● **INPUT FOR THIS TASK**
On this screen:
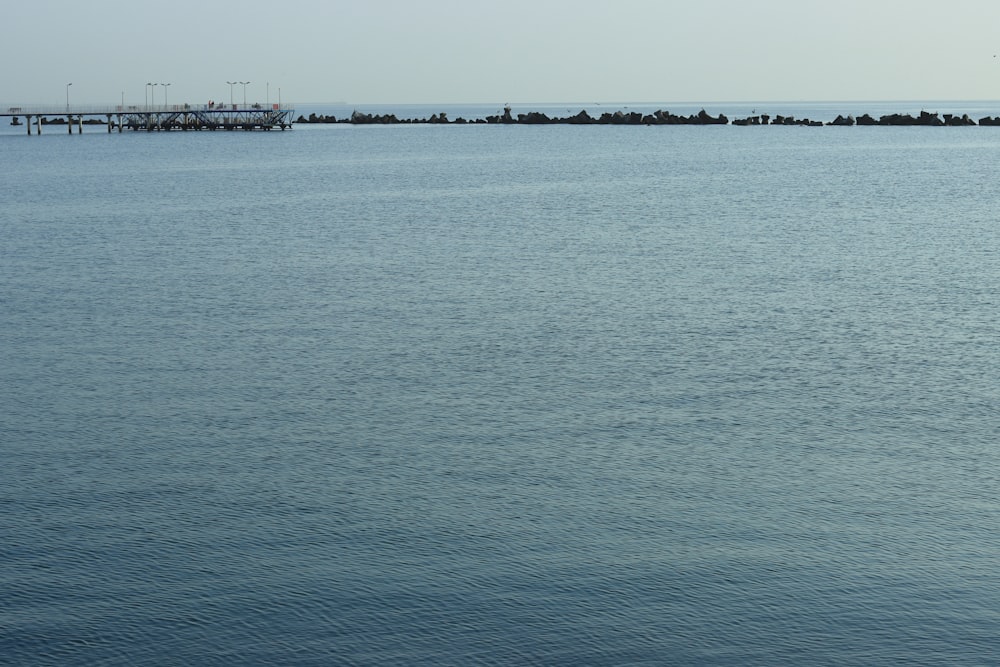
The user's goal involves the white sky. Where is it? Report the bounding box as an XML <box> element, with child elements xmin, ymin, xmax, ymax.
<box><xmin>0</xmin><ymin>0</ymin><xmax>1000</xmax><ymax>104</ymax></box>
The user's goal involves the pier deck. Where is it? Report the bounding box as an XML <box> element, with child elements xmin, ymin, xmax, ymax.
<box><xmin>0</xmin><ymin>104</ymin><xmax>295</xmax><ymax>135</ymax></box>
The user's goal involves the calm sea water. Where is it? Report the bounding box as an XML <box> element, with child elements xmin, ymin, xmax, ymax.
<box><xmin>0</xmin><ymin>106</ymin><xmax>1000</xmax><ymax>665</ymax></box>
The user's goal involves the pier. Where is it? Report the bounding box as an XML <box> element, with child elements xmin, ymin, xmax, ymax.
<box><xmin>0</xmin><ymin>103</ymin><xmax>295</xmax><ymax>135</ymax></box>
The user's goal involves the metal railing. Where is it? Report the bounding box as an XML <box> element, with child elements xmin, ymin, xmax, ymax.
<box><xmin>0</xmin><ymin>102</ymin><xmax>295</xmax><ymax>116</ymax></box>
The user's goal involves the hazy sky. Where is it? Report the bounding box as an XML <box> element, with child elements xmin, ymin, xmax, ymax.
<box><xmin>0</xmin><ymin>0</ymin><xmax>1000</xmax><ymax>104</ymax></box>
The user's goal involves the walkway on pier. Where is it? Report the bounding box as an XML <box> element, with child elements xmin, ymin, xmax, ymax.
<box><xmin>0</xmin><ymin>103</ymin><xmax>295</xmax><ymax>135</ymax></box>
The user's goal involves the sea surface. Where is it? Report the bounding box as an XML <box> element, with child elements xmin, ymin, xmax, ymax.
<box><xmin>0</xmin><ymin>103</ymin><xmax>1000</xmax><ymax>666</ymax></box>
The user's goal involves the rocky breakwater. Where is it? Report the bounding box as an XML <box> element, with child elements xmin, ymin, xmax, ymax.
<box><xmin>295</xmin><ymin>107</ymin><xmax>1000</xmax><ymax>127</ymax></box>
<box><xmin>295</xmin><ymin>107</ymin><xmax>729</xmax><ymax>125</ymax></box>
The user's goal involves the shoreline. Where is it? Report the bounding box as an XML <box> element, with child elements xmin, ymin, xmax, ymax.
<box><xmin>294</xmin><ymin>106</ymin><xmax>1000</xmax><ymax>127</ymax></box>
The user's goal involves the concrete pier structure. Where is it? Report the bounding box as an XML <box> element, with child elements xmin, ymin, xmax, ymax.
<box><xmin>0</xmin><ymin>103</ymin><xmax>295</xmax><ymax>135</ymax></box>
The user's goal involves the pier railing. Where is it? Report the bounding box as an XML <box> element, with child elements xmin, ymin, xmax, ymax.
<box><xmin>0</xmin><ymin>102</ymin><xmax>295</xmax><ymax>116</ymax></box>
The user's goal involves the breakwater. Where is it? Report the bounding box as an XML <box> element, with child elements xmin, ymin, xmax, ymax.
<box><xmin>295</xmin><ymin>107</ymin><xmax>1000</xmax><ymax>127</ymax></box>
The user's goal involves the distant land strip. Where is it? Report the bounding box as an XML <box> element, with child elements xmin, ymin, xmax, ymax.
<box><xmin>295</xmin><ymin>107</ymin><xmax>1000</xmax><ymax>127</ymax></box>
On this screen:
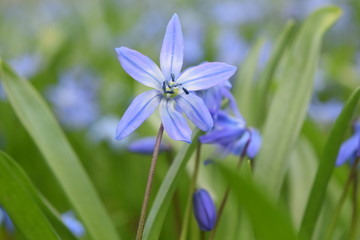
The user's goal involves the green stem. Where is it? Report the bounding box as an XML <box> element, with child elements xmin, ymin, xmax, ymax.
<box><xmin>166</xmin><ymin>149</ymin><xmax>181</xmax><ymax>236</ymax></box>
<box><xmin>209</xmin><ymin>131</ymin><xmax>251</xmax><ymax>240</ymax></box>
<box><xmin>326</xmin><ymin>158</ymin><xmax>359</xmax><ymax>240</ymax></box>
<box><xmin>350</xmin><ymin>171</ymin><xmax>358</xmax><ymax>240</ymax></box>
<box><xmin>136</xmin><ymin>124</ymin><xmax>164</xmax><ymax>240</ymax></box>
<box><xmin>179</xmin><ymin>142</ymin><xmax>201</xmax><ymax>240</ymax></box>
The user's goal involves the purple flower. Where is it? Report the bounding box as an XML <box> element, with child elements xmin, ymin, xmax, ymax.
<box><xmin>200</xmin><ymin>100</ymin><xmax>262</xmax><ymax>159</ymax></box>
<box><xmin>128</xmin><ymin>137</ymin><xmax>171</xmax><ymax>154</ymax></box>
<box><xmin>115</xmin><ymin>14</ymin><xmax>236</xmax><ymax>142</ymax></box>
<box><xmin>61</xmin><ymin>211</ymin><xmax>85</xmax><ymax>238</ymax></box>
<box><xmin>0</xmin><ymin>206</ymin><xmax>15</xmax><ymax>233</ymax></box>
<box><xmin>193</xmin><ymin>189</ymin><xmax>216</xmax><ymax>231</ymax></box>
<box><xmin>336</xmin><ymin>121</ymin><xmax>360</xmax><ymax>166</ymax></box>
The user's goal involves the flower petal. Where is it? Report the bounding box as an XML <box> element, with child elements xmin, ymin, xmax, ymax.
<box><xmin>246</xmin><ymin>128</ymin><xmax>262</xmax><ymax>159</ymax></box>
<box><xmin>336</xmin><ymin>133</ymin><xmax>360</xmax><ymax>166</ymax></box>
<box><xmin>115</xmin><ymin>90</ymin><xmax>162</xmax><ymax>140</ymax></box>
<box><xmin>176</xmin><ymin>62</ymin><xmax>237</xmax><ymax>91</ymax></box>
<box><xmin>159</xmin><ymin>98</ymin><xmax>191</xmax><ymax>143</ymax></box>
<box><xmin>160</xmin><ymin>14</ymin><xmax>184</xmax><ymax>80</ymax></box>
<box><xmin>115</xmin><ymin>47</ymin><xmax>164</xmax><ymax>88</ymax></box>
<box><xmin>175</xmin><ymin>93</ymin><xmax>214</xmax><ymax>132</ymax></box>
<box><xmin>199</xmin><ymin>128</ymin><xmax>245</xmax><ymax>145</ymax></box>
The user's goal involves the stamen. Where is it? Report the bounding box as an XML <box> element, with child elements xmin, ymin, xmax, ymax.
<box><xmin>182</xmin><ymin>88</ymin><xmax>189</xmax><ymax>95</ymax></box>
<box><xmin>163</xmin><ymin>82</ymin><xmax>166</xmax><ymax>92</ymax></box>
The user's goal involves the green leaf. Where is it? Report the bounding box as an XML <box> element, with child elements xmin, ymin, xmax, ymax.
<box><xmin>219</xmin><ymin>164</ymin><xmax>296</xmax><ymax>240</ymax></box>
<box><xmin>0</xmin><ymin>151</ymin><xmax>59</xmax><ymax>240</ymax></box>
<box><xmin>143</xmin><ymin>130</ymin><xmax>200</xmax><ymax>240</ymax></box>
<box><xmin>253</xmin><ymin>21</ymin><xmax>295</xmax><ymax>126</ymax></box>
<box><xmin>299</xmin><ymin>88</ymin><xmax>360</xmax><ymax>239</ymax></box>
<box><xmin>255</xmin><ymin>7</ymin><xmax>341</xmax><ymax>198</ymax></box>
<box><xmin>0</xmin><ymin>60</ymin><xmax>118</xmax><ymax>240</ymax></box>
<box><xmin>233</xmin><ymin>39</ymin><xmax>264</xmax><ymax>123</ymax></box>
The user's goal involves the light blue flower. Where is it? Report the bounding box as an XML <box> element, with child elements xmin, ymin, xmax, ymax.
<box><xmin>193</xmin><ymin>189</ymin><xmax>216</xmax><ymax>231</ymax></box>
<box><xmin>200</xmin><ymin>97</ymin><xmax>262</xmax><ymax>159</ymax></box>
<box><xmin>336</xmin><ymin>120</ymin><xmax>360</xmax><ymax>166</ymax></box>
<box><xmin>115</xmin><ymin>14</ymin><xmax>236</xmax><ymax>142</ymax></box>
<box><xmin>61</xmin><ymin>211</ymin><xmax>85</xmax><ymax>238</ymax></box>
<box><xmin>46</xmin><ymin>68</ymin><xmax>100</xmax><ymax>130</ymax></box>
<box><xmin>128</xmin><ymin>137</ymin><xmax>171</xmax><ymax>154</ymax></box>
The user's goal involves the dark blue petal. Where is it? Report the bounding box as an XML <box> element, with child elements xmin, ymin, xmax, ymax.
<box><xmin>115</xmin><ymin>47</ymin><xmax>165</xmax><ymax>89</ymax></box>
<box><xmin>128</xmin><ymin>137</ymin><xmax>171</xmax><ymax>154</ymax></box>
<box><xmin>175</xmin><ymin>93</ymin><xmax>214</xmax><ymax>132</ymax></box>
<box><xmin>193</xmin><ymin>189</ymin><xmax>216</xmax><ymax>231</ymax></box>
<box><xmin>115</xmin><ymin>90</ymin><xmax>162</xmax><ymax>140</ymax></box>
<box><xmin>159</xmin><ymin>98</ymin><xmax>191</xmax><ymax>143</ymax></box>
<box><xmin>160</xmin><ymin>14</ymin><xmax>184</xmax><ymax>80</ymax></box>
<box><xmin>61</xmin><ymin>211</ymin><xmax>85</xmax><ymax>238</ymax></box>
<box><xmin>176</xmin><ymin>62</ymin><xmax>236</xmax><ymax>91</ymax></box>
<box><xmin>336</xmin><ymin>133</ymin><xmax>360</xmax><ymax>166</ymax></box>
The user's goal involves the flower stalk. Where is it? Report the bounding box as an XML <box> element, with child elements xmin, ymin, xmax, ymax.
<box><xmin>136</xmin><ymin>124</ymin><xmax>164</xmax><ymax>240</ymax></box>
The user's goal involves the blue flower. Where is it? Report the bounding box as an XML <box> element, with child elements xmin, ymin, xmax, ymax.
<box><xmin>336</xmin><ymin>121</ymin><xmax>360</xmax><ymax>166</ymax></box>
<box><xmin>128</xmin><ymin>137</ymin><xmax>171</xmax><ymax>154</ymax></box>
<box><xmin>200</xmin><ymin>99</ymin><xmax>262</xmax><ymax>159</ymax></box>
<box><xmin>193</xmin><ymin>189</ymin><xmax>216</xmax><ymax>231</ymax></box>
<box><xmin>61</xmin><ymin>211</ymin><xmax>85</xmax><ymax>237</ymax></box>
<box><xmin>47</xmin><ymin>68</ymin><xmax>100</xmax><ymax>130</ymax></box>
<box><xmin>0</xmin><ymin>207</ymin><xmax>15</xmax><ymax>233</ymax></box>
<box><xmin>115</xmin><ymin>14</ymin><xmax>236</xmax><ymax>142</ymax></box>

● **THE REQUEST**
Retype exactly the lines from the one containing "The user's goal involves the flower stalk." through the last line of the records above, including both.

● **WRITTEN REPLY**
The user's goal involves the flower stalk. Where is it? Report the bounding box as an XML <box> element, with child elements xmin, ymin, xmax, ymax.
<box><xmin>136</xmin><ymin>124</ymin><xmax>164</xmax><ymax>240</ymax></box>
The user's goal involves the blue flower. Where is it? Report the bounding box as an XML <box> element, with child elements xmin, ymin, xmax, ymax.
<box><xmin>336</xmin><ymin>121</ymin><xmax>360</xmax><ymax>166</ymax></box>
<box><xmin>128</xmin><ymin>137</ymin><xmax>171</xmax><ymax>154</ymax></box>
<box><xmin>200</xmin><ymin>99</ymin><xmax>262</xmax><ymax>159</ymax></box>
<box><xmin>193</xmin><ymin>189</ymin><xmax>216</xmax><ymax>231</ymax></box>
<box><xmin>61</xmin><ymin>211</ymin><xmax>85</xmax><ymax>237</ymax></box>
<box><xmin>47</xmin><ymin>68</ymin><xmax>100</xmax><ymax>130</ymax></box>
<box><xmin>0</xmin><ymin>207</ymin><xmax>15</xmax><ymax>233</ymax></box>
<box><xmin>115</xmin><ymin>14</ymin><xmax>236</xmax><ymax>142</ymax></box>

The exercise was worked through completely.